**Problem requirements**
Each entry should be set down exactly as written, except for any picture it holds.

Free-text object descriptions

=== Begin Enclosure ===

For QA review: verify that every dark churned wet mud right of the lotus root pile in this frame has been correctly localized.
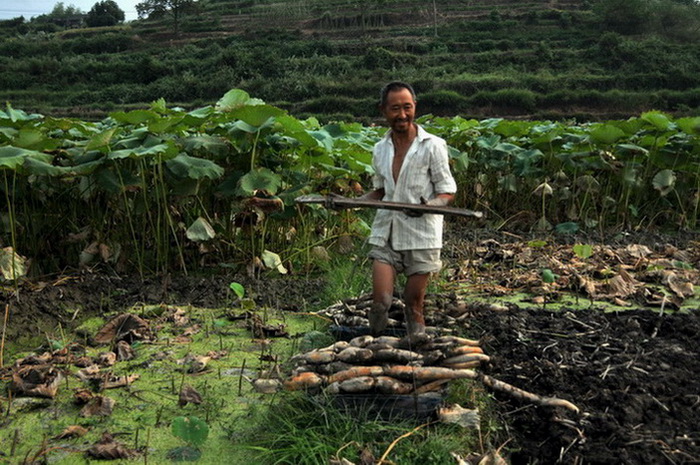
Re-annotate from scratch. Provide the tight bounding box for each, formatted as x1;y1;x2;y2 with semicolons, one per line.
470;310;700;464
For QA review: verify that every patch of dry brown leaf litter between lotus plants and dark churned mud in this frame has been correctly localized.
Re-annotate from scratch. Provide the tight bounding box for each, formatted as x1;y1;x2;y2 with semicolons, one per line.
450;239;700;309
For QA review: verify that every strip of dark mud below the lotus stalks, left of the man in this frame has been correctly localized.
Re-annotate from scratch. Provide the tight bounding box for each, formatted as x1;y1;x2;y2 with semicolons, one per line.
0;273;323;341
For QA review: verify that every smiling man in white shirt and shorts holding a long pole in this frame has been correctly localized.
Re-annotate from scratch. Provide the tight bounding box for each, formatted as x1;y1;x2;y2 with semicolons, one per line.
362;81;457;337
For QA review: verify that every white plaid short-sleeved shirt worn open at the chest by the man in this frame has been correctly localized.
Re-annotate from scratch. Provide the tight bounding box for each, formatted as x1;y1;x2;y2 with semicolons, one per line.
369;126;457;250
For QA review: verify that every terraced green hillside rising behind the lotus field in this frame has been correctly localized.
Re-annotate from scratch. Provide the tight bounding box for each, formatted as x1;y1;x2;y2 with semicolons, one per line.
0;0;700;119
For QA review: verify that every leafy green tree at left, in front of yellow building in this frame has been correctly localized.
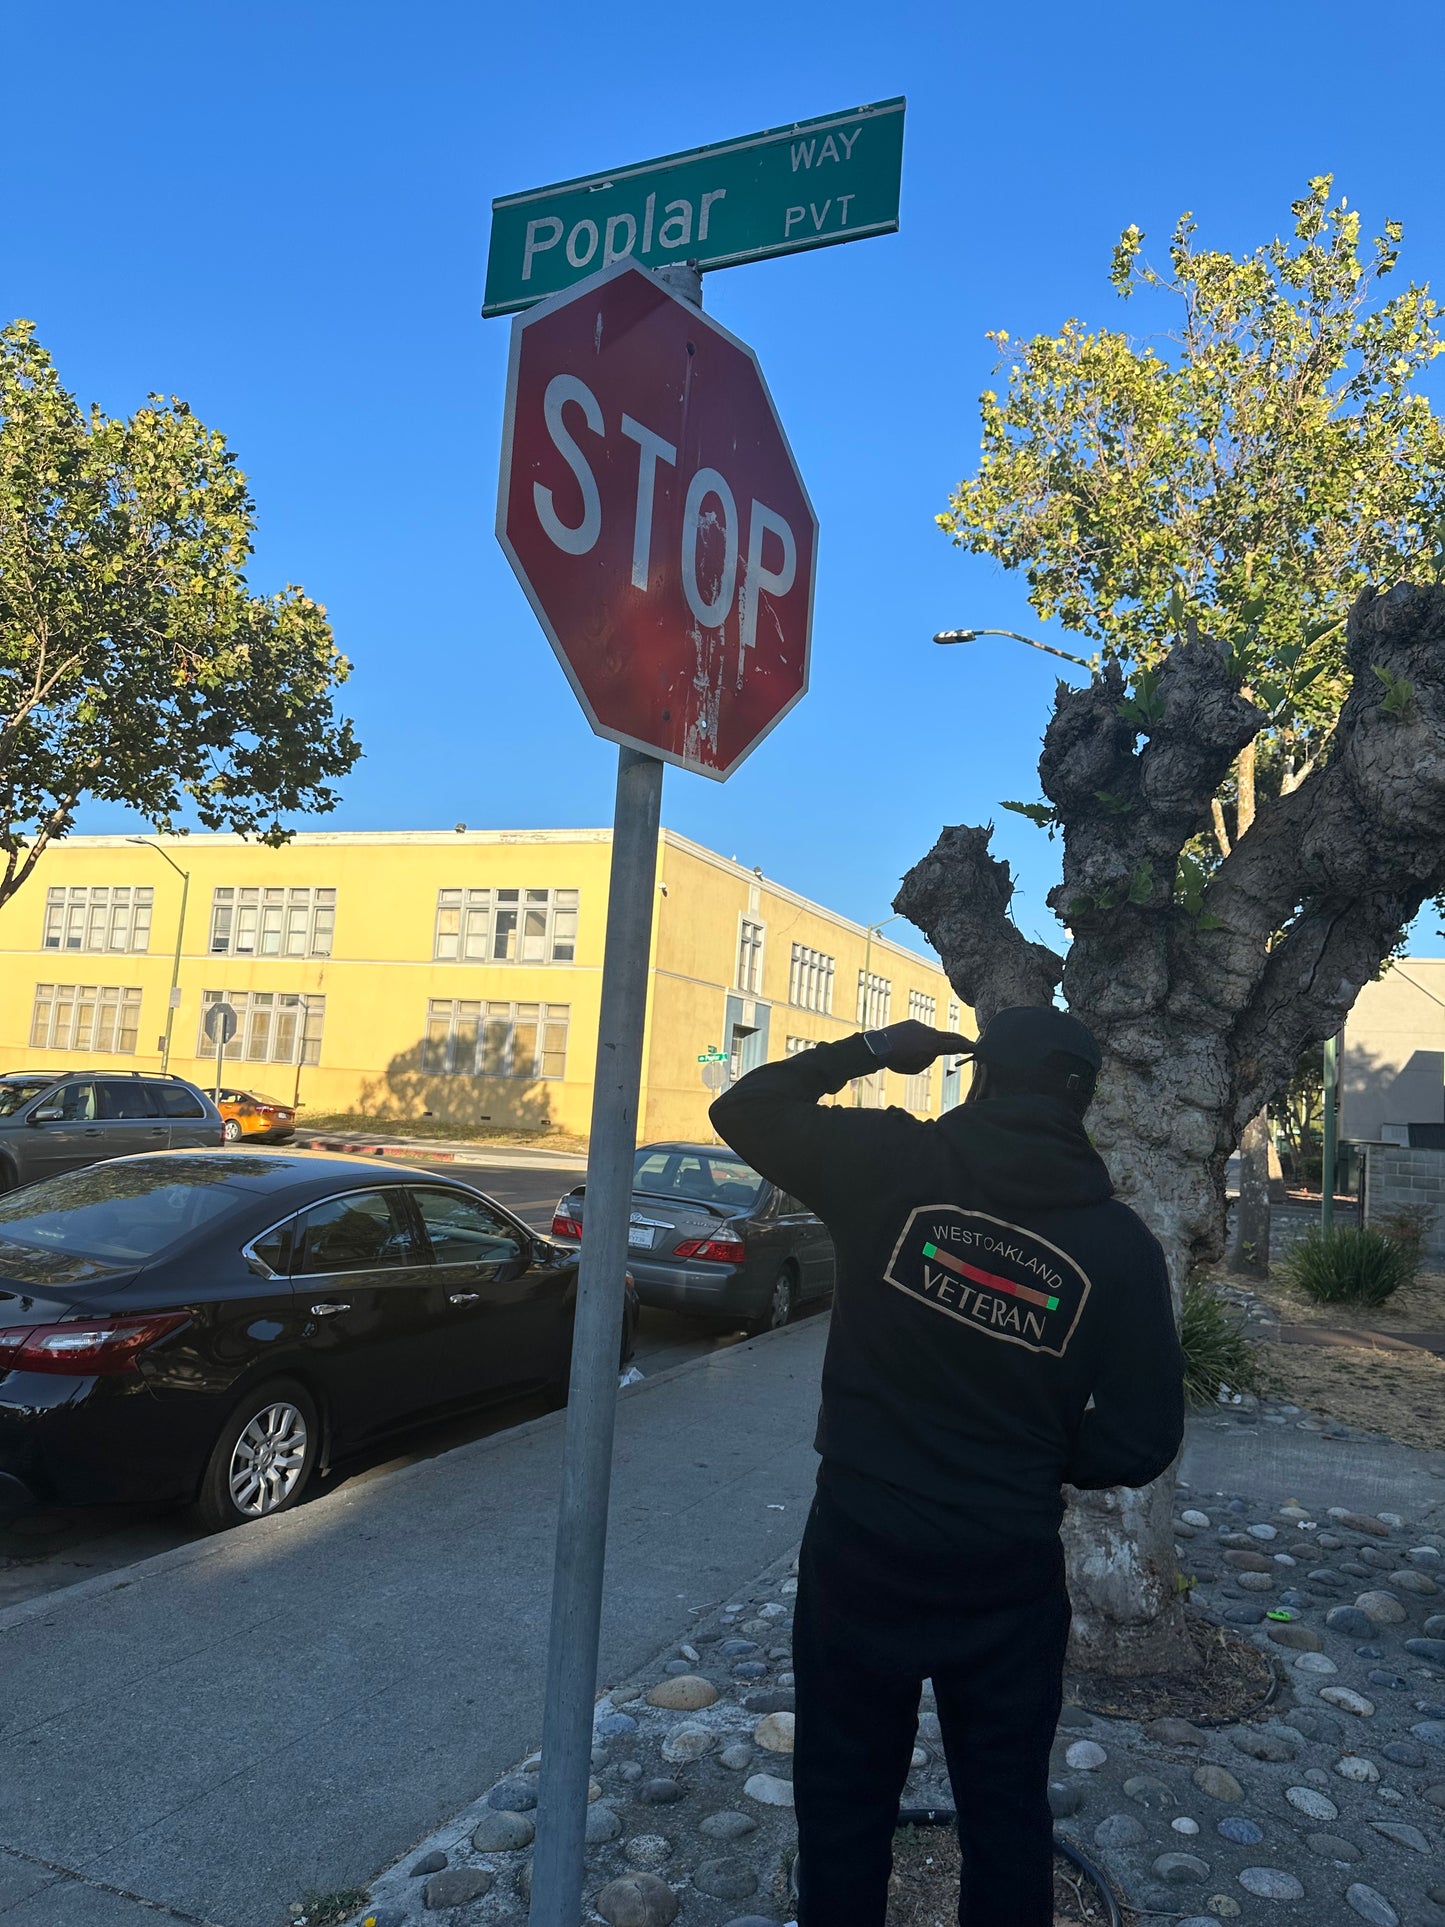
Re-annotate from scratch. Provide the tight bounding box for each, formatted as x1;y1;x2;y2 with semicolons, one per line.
0;322;360;904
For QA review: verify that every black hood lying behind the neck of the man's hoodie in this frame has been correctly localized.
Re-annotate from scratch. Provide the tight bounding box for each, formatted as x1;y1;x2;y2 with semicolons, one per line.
938;1095;1114;1210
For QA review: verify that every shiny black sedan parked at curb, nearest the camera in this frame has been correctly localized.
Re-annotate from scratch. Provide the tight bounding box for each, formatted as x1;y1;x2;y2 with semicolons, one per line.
0;1150;638;1530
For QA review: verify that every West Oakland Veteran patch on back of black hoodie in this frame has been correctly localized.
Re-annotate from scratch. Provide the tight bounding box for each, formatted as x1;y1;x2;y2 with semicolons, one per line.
882;1204;1089;1359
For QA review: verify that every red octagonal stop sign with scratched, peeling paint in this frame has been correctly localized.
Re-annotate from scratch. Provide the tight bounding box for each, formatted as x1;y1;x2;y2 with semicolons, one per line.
497;262;817;779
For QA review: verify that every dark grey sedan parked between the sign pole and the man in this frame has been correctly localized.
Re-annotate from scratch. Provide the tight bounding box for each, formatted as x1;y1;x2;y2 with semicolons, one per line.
551;1145;834;1333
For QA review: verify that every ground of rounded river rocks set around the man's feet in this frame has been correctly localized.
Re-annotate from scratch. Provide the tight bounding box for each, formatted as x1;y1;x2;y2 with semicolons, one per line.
342;1407;1445;1927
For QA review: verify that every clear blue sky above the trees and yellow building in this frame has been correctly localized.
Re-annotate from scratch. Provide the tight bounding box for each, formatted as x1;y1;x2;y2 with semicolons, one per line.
0;0;1445;955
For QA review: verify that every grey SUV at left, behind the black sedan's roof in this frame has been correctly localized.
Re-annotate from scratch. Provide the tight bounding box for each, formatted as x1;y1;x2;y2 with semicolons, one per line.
0;1071;222;1191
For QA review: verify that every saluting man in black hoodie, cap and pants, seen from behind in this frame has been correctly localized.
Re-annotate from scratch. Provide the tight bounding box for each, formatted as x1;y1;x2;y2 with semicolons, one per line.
711;1008;1183;1927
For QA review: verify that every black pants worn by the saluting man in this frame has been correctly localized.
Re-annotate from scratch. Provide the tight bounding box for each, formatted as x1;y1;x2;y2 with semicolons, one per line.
794;1484;1069;1927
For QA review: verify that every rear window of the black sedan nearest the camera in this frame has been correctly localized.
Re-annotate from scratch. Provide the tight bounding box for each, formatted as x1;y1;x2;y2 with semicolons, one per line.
0;1158;245;1283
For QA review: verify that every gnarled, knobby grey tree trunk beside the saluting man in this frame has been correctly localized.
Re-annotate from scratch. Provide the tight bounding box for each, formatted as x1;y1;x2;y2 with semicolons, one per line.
894;584;1445;1673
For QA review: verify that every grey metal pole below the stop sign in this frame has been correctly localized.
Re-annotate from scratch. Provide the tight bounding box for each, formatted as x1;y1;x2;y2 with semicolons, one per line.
528;750;663;1927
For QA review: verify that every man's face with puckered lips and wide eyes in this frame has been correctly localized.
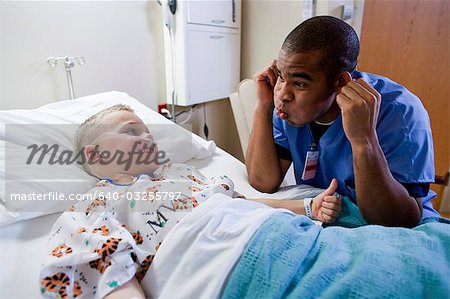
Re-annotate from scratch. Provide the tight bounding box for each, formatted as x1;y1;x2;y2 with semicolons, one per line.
274;50;337;126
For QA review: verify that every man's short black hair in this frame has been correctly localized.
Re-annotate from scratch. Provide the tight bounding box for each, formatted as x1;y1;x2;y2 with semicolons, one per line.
281;16;359;78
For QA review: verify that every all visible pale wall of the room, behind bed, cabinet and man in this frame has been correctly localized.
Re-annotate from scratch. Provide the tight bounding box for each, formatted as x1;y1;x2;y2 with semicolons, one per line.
0;0;362;164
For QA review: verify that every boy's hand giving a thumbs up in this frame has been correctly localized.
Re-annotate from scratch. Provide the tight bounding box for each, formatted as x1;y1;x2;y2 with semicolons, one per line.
311;179;341;223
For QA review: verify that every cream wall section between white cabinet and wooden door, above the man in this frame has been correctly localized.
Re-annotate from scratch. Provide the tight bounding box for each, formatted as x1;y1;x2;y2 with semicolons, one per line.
241;0;364;79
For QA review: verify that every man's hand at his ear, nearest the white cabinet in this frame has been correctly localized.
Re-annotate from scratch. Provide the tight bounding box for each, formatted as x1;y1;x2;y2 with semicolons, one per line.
253;60;278;111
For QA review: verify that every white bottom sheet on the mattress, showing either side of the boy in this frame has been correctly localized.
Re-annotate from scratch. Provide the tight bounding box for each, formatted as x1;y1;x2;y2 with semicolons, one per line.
0;149;264;299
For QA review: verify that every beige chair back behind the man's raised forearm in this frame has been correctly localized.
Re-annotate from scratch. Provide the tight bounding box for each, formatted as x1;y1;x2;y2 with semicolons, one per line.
230;79;295;186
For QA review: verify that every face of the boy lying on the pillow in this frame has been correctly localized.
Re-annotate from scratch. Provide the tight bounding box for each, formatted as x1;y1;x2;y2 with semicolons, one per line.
88;111;160;179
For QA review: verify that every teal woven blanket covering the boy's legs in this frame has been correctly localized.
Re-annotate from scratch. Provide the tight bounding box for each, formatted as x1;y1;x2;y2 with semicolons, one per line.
222;213;450;299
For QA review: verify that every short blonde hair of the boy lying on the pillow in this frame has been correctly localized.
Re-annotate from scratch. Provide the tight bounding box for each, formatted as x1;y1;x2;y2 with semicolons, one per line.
74;104;134;176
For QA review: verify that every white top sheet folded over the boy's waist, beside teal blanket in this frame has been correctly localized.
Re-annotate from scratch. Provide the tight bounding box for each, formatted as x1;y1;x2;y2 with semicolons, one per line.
142;194;291;299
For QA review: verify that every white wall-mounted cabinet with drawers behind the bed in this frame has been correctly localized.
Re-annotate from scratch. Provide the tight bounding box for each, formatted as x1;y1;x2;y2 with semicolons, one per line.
162;0;241;106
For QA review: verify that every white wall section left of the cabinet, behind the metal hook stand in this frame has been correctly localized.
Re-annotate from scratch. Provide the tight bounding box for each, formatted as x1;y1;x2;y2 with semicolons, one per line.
0;1;165;109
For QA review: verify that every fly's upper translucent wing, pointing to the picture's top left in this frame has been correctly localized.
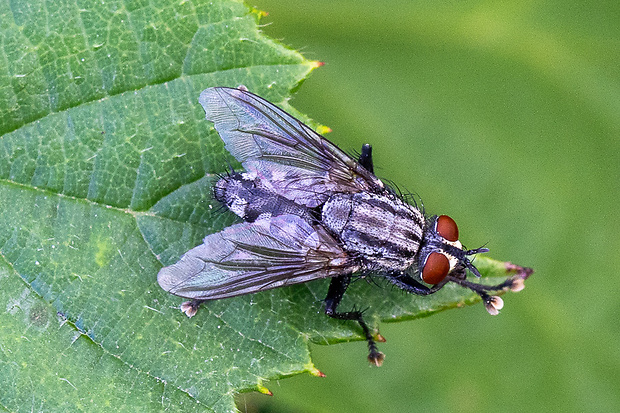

=== End Enclosure ===

**Expected output**
For QA review: verify that every dark churned wet mud right of the lotus root pile in this frame has been correctly localized.
Re-annotate from scratch. Provide the tight bounding box for each, formatted as x1;y1;x2;y2 with semicolons, one per line.
470;310;700;464
For QA review: verify that every patch of dry brown leaf litter between lotus plants and dark churned mud in this frame has been correctly localized.
Re-annotate from scratch. Provide the tight bounding box for each, formatted as x1;y1;x2;y2 with semicolons, one per line.
450;239;700;309
For QA review: verify that every strip of dark mud below the lotus stalks, left of the man in this frame has been correctly localized.
Re-annotate from scratch. Provide the tight bounding box for each, formatted as x1;y1;x2;y2 with semicolons, one per line.
0;273;323;341
For QA review: verify that every smiling man in white shirt and shorts holding a long pole in this frame has been correctly localized.
Re-annotate from scratch. Provide the tight bounding box for each, formatted as x1;y1;x2;y2 with semicolons, one per line.
362;81;457;337
For QA review: verify that every white plaid short-sleeved shirt worn open at the chest by the man in this frame has been correctly localized.
Re-annotate from scratch. Provide the tight bounding box for each, formatted as x1;y1;x2;y2 with semicolons, one per line.
369;126;457;250
For QA review: verify that every terraced green hillside rising behind the lotus field in this frame has been correctly localized.
Re-annotate from scratch. Provide the tight bounding box for each, formatted as x1;y1;x2;y2 with semicolons, one per line.
0;0;700;119
For QA review: verify that every leafy green tree at left, in front of yellow building in this frame has been correctly localized.
Re-annotate from scratch. Provide the tight bounding box for each, formatted as x1;y1;x2;y2 with semicolons, one per line.
0;322;360;904
For QA review: verify that every black hood lying behind the neck of the man's hoodie in this frame has been correctly localized.
Re-annotate from scratch. Provide the tight bounding box for each, formatted as x1;y1;x2;y2 with semicolons, one per line.
938;1095;1114;1210
For QA review: verify that every shiny black sedan parked at curb, nearest the camera in this frame has been correctly localized.
Re-annotate from scratch. Provide the tight bounding box for each, formatted as x1;y1;x2;y2 with semicolons, one per line.
0;1150;638;1530
For QA review: verify that every West Oakland Veteran patch on back of black hoodie in this frame has been correctly localized.
Re-annotate from scratch. Provide the tight bounding box for each, formatted as x1;y1;x2;y2 with semicolons, one per line.
882;1204;1089;1359
For QA review: verify that every red octagonal stop sign with scratched, peeling paint in this frame has been correctly localized.
Re-annotate from scratch. Provide the tight bounding box for each, formatted as x1;y1;x2;y2 with semicolons, one per line.
497;262;817;779
For QA review: verify that every dark grey sedan parked between the sign pole and the man in this frame has been correctly localized.
Re-annotate from scratch. Provide the tight bounding box for each, formatted as x1;y1;x2;y2 with semicolons, one per line.
551;1145;834;1333
For QA review: verify that every ground of rounded river rocks set around the man's feet in this frame has been correctly localized.
Re-annotate from scratch. Provide the tight bounding box for each, formatted as x1;y1;x2;y2 with semicolons, one per line.
342;1407;1445;1927
For QA review: verify that every clear blue sky above the trees and yellow building in this frame has been correctly localized.
Re-annotate from scratch. Provide the tight bounding box for each, formatted as x1;y1;x2;y2 with semicolons, one per line.
0;0;1445;955
For QA review: verify that every grey SUV at left, behind the black sedan's roof in this frame has been correctly localized.
Re-annotate from scratch. Provide the tight bounding box for each, formatted as x1;y1;x2;y2 with semicolons, one per line.
0;1071;222;1191
For QA review: verify that every saluting man in black hoodie, cap and pants, seen from behind in this frame has been correctly localized.
Re-annotate from scratch. Provide the tight bounding box for each, formatted as x1;y1;x2;y2 with semicolons, one per line.
711;1008;1183;1927
For QA review: verify that every black pants worn by the saluting man in this frame has been correctly localized.
Re-annotate from scratch. Provide the tight bounding box for each, formatted as x1;y1;x2;y2 with semicolons, one per line.
794;1484;1069;1927
For QA review: verify that every rear window of the black sedan nearest the camera in this frame has been correctly localized.
Re-annotate from scratch. Provide the tight bounding box for each, formatted as x1;y1;x2;y2 with semicolons, one per line.
0;1158;245;1283
For QA review: verify that every gnarled, knobby grey tree trunk beside the saluting man in this frame has been correctly localized.
Re-annotate from scratch. Provide the tight bounding box for each, formatted as x1;y1;x2;y2 with semicolons, one per line.
894;584;1445;1673
For QA review: verify that every grey metal pole below the stop sign in this frame has been correctly localized.
Re-annotate from scratch. Provide the tight bounding box for each, formatted as x1;y1;x2;y2 with semicolons, one per line.
528;750;663;1927
For QA review: verify that every man's face with puckered lips and wide eyes in this frame has been correctly localized.
Re-annotate from scratch. Provide the tight bounding box for each, formatted as x1;y1;x2;y2 with semicolons, one per line.
274;50;337;126
For QA review: verify that every man's short black hair in this frame has been correctly localized.
Re-annotate from scratch. Provide the tight bounding box for each, formatted as x1;y1;x2;y2 with semicolons, one per line.
281;16;359;78
For QA review: verify that every all visible pale wall of the room, behind bed, cabinet and man in this frame has been correctly localized.
Re-annotate from scratch. Provide the tight bounding box for each, formatted as x1;y1;x2;y2 with semicolons, one per line.
0;0;362;164
For QA review: verify that every boy's hand giving a thumbs up in this frame has been correctly localized.
Re-annotate from scratch. Provide the tight bounding box for each, formatted as x1;y1;x2;y2 with semicolons, one per line.
311;179;341;223
For QA review: verify that every cream wall section between white cabinet and wooden door, above the man in this frame has been correctly localized.
Re-annotate from scratch. Provide the tight bounding box for each, formatted as x1;y1;x2;y2 with semicolons, one per line.
241;0;364;79
For QA review: verify that every man's hand at his ear, nearest the white cabinet in this frame has been correctly localized.
Re-annotate from scratch. Provide the tight bounding box for each, formatted as x1;y1;x2;y2 with semicolons, one per line.
253;60;278;111
For QA review: verify that every white bottom sheet on the mattress, showing either side of the boy in this frame has been correctly localized.
Re-annotate from scratch. Provide the tight bounding box for each, formatted as x1;y1;x2;y2 with semicolons, one per line.
0;149;264;299
For QA review: verify that every beige chair back behind the man's raised forearm in this frame has been correctly localized.
Re-annotate from scratch. Provide the tight bounding box for each, formatted as x1;y1;x2;y2 with semicolons, one per line.
230;79;295;186
For QA review: verify that every face of the boy lying on the pillow in this frame has been correctly localized.
Re-annotate from scratch. Provide the tight bounding box for each, formatted as x1;y1;x2;y2 with semicolons, one per line.
88;111;160;179
For QA review: verify that every teal woven blanket covering the boy's legs in this frame has been correctly localized.
Re-annotate from scratch. Provide the tight bounding box for each, formatted as x1;y1;x2;y2 with semicolons, one per line.
222;213;450;299
For QA review: verify that every short blonde hair of the boy lying on the pillow in this frame has been correctly localized.
Re-annotate from scratch. Provide the tight bounding box for each, formatted as x1;y1;x2;y2 with semicolons, one per line.
74;104;134;176
For QA review: verify that every white top sheet folded over the boy's waist, beside teal blanket in this frame has been correctly localized.
Re-annotate from scratch. Provide the tight bounding box for each, formatted as x1;y1;x2;y2 with semicolons, one per line.
142;194;291;299
For QA review: verify that every white wall-mounted cabinet with drawers behind the bed in this frame has been correctly localized.
Re-annotate from scratch. Provide the tight bounding box for each, formatted as x1;y1;x2;y2 with semicolons, one per line.
162;0;241;106
For QA review: verify that every white wall section left of the cabinet, behind the metal hook stand in this frame has been correctly localized.
Re-annotate from scratch. Provide the tight bounding box for each, formatted as x1;y1;x2;y2 with semicolons, one per line.
0;1;165;109
For QA review: verify that every fly's upper translucent wing, pointing to the picture's top left in this frame has been correctly localized.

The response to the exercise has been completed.